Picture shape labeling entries
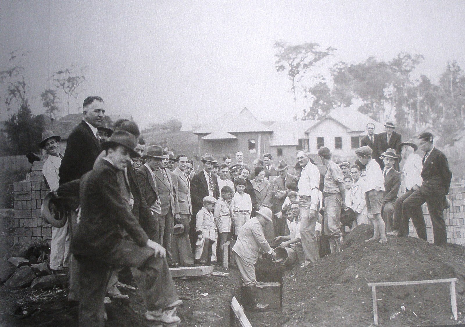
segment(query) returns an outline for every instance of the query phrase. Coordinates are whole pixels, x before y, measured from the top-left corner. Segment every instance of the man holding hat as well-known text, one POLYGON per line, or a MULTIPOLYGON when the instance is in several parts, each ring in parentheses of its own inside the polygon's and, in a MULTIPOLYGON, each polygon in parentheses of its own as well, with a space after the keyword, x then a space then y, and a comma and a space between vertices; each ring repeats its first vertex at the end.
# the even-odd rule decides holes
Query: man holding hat
POLYGON ((260 253, 266 253, 273 257, 276 255, 266 242, 263 233, 263 228, 267 221, 269 223, 272 221, 273 213, 270 209, 265 207, 255 213, 256 216, 242 226, 232 247, 232 251, 242 281, 246 287, 244 294, 246 294, 247 298, 244 300, 248 300, 251 309, 260 310, 265 309, 268 305, 257 303, 255 300, 254 288, 257 280, 254 265, 260 253))
MULTIPOLYGON (((213 196, 215 199, 219 197, 219 190, 216 176, 212 175, 213 164, 217 163, 215 157, 210 153, 206 153, 202 157, 203 169, 192 177, 191 183, 191 198, 192 200, 193 219, 191 221, 189 237, 191 244, 195 246, 197 235, 196 232, 196 218, 199 210, 202 209, 203 198, 207 196, 213 196)), ((195 251, 195 249, 193 251, 195 251)))
POLYGON ((78 263, 79 326, 104 326, 103 300, 109 273, 114 267, 133 268, 147 311, 146 318, 161 324, 179 322, 174 313, 182 303, 176 294, 165 250, 150 240, 125 203, 117 173, 131 163, 135 137, 115 132, 102 144, 103 159, 81 178, 81 215, 71 241, 78 263), (122 230, 132 240, 123 237, 122 230))
MULTIPOLYGON (((39 144, 46 151, 47 158, 44 163, 42 173, 52 191, 58 189, 60 178, 58 173, 61 164, 60 153, 60 141, 61 138, 51 131, 42 133, 42 141, 39 144)), ((63 227, 52 227, 52 242, 50 244, 50 269, 61 270, 69 267, 69 233, 68 222, 63 227)))
POLYGON ((400 173, 394 169, 393 166, 399 160, 399 157, 393 149, 388 149, 382 156, 384 157, 385 192, 381 201, 381 216, 386 225, 386 231, 391 232, 393 225, 392 216, 397 195, 400 188, 400 173))
POLYGON ((418 138, 420 149, 425 153, 421 174, 423 182, 419 188, 404 201, 406 219, 403 219, 403 215, 398 235, 408 235, 408 219, 412 217, 418 237, 427 241, 425 219, 418 214, 422 205, 426 202, 433 226, 434 244, 445 247, 447 235, 443 211, 447 203, 445 196, 449 193, 452 173, 445 156, 433 145, 433 135, 425 132, 418 138))
MULTIPOLYGON (((382 153, 386 152, 388 149, 393 149, 398 151, 400 143, 402 143, 402 136, 394 131, 396 126, 392 122, 386 122, 384 124, 384 128, 386 131, 379 133, 379 152, 382 153)), ((399 170, 399 165, 398 162, 394 166, 394 169, 398 171, 399 170)), ((384 168, 384 162, 379 163, 379 166, 381 169, 384 168)))
MULTIPOLYGON (((420 188, 423 181, 421 176, 421 170, 423 169, 421 157, 414 153, 418 149, 418 146, 412 142, 404 142, 400 144, 400 156, 404 161, 402 175, 404 176, 405 191, 396 200, 394 216, 392 218, 392 231, 389 233, 392 236, 397 236, 399 224, 403 219, 406 219, 408 221, 410 219, 407 217, 403 217, 403 215, 406 214, 406 211, 403 209, 404 201, 420 188)), ((421 208, 417 211, 414 214, 416 216, 420 216, 423 219, 423 213, 421 208)))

REQUIRED WORK:
Rewrite the text of the entries above as a JSON list of strings, with one string per line and no blank lines. Leave the picture out.

THE RESULT:
[
  "segment(query) returns an outline for every instance of the query phrase. Coordinates are whole pixels, x before y, measured from the top-left corner. Segment every instance of the man holding hat as well-known text, one POLYGON per line, or a MULTIPOLYGON when the instance is in several parts, each ring in parentheses of its own inside the polygon's and, in a MULTIPOLYGON, each polygon in parentheses of its own as well, with a space after the keyword, x then a space then y, and a comma and a space between vertices; each ring repeats its first vertex at the end.",
  "# the even-odd rule decides holes",
  "Query: man holding hat",
  "POLYGON ((260 253, 266 253, 273 257, 276 255, 266 242, 263 233, 263 228, 267 221, 269 223, 272 221, 273 213, 270 209, 265 207, 255 213, 256 216, 242 226, 232 247, 232 251, 242 281, 246 287, 244 294, 246 294, 247 298, 244 300, 248 300, 251 309, 260 310, 265 309, 268 305, 257 303, 255 300, 254 288, 257 280, 254 265, 260 253))",
  "MULTIPOLYGON (((213 196, 215 199, 219 197, 219 190, 216 176, 212 175, 213 164, 217 163, 215 157, 210 153, 206 153, 202 157, 203 169, 192 177, 191 183, 191 198, 192 200, 193 219, 191 221, 189 237, 191 244, 195 246, 197 235, 196 232, 196 218, 199 210, 202 209, 203 198, 207 196, 213 196)), ((195 251, 195 249, 193 251, 195 251)))",
  "POLYGON ((78 263, 79 326, 104 326, 103 300, 109 273, 114 267, 133 268, 147 311, 146 318, 161 324, 179 322, 174 313, 182 303, 176 294, 165 250, 150 240, 125 203, 117 173, 131 163, 135 137, 115 132, 102 144, 103 159, 81 178, 81 215, 71 241, 78 263), (122 230, 132 240, 123 237, 122 230))",
  "MULTIPOLYGON (((39 144, 46 151, 47 158, 44 163, 42 173, 52 191, 58 189, 60 178, 58 173, 61 164, 60 153, 60 141, 61 138, 51 131, 42 133, 42 141, 39 144)), ((63 227, 52 227, 52 242, 50 244, 50 269, 61 270, 69 267, 69 233, 68 222, 63 227)))",
  "POLYGON ((400 173, 394 169, 393 166, 399 160, 399 157, 393 149, 388 149, 382 156, 384 157, 385 192, 381 201, 381 216, 386 225, 386 231, 391 232, 393 225, 392 216, 397 195, 400 188, 400 173))",
  "POLYGON ((418 138, 420 149, 425 153, 421 174, 423 182, 419 188, 404 201, 406 219, 403 219, 403 215, 398 235, 408 235, 408 219, 412 217, 418 237, 427 241, 425 219, 418 214, 422 205, 426 202, 433 226, 434 244, 445 247, 447 235, 443 211, 447 203, 445 196, 449 193, 452 173, 445 156, 433 145, 433 135, 425 132, 418 138))",
  "MULTIPOLYGON (((382 153, 386 152, 388 149, 393 149, 398 151, 400 143, 402 143, 402 136, 394 131, 396 126, 392 122, 386 122, 384 124, 384 128, 386 131, 379 133, 379 152, 382 153)), ((399 170, 399 165, 398 162, 394 166, 394 169, 398 171, 399 170)), ((384 168, 384 162, 379 163, 379 166, 381 169, 384 168)))",
  "MULTIPOLYGON (((420 188, 423 181, 421 176, 421 170, 423 169, 421 157, 414 153, 418 149, 418 146, 412 142, 404 142, 400 144, 400 156, 404 161, 402 175, 404 176, 405 191, 396 200, 394 216, 392 218, 392 231, 389 233, 392 236, 397 236, 399 224, 403 219, 406 219, 408 221, 410 219, 407 217, 403 217, 403 215, 406 214, 406 211, 403 209, 404 201, 420 188)), ((421 208, 417 211, 414 214, 416 216, 420 216, 423 219, 423 213, 421 208)))"
]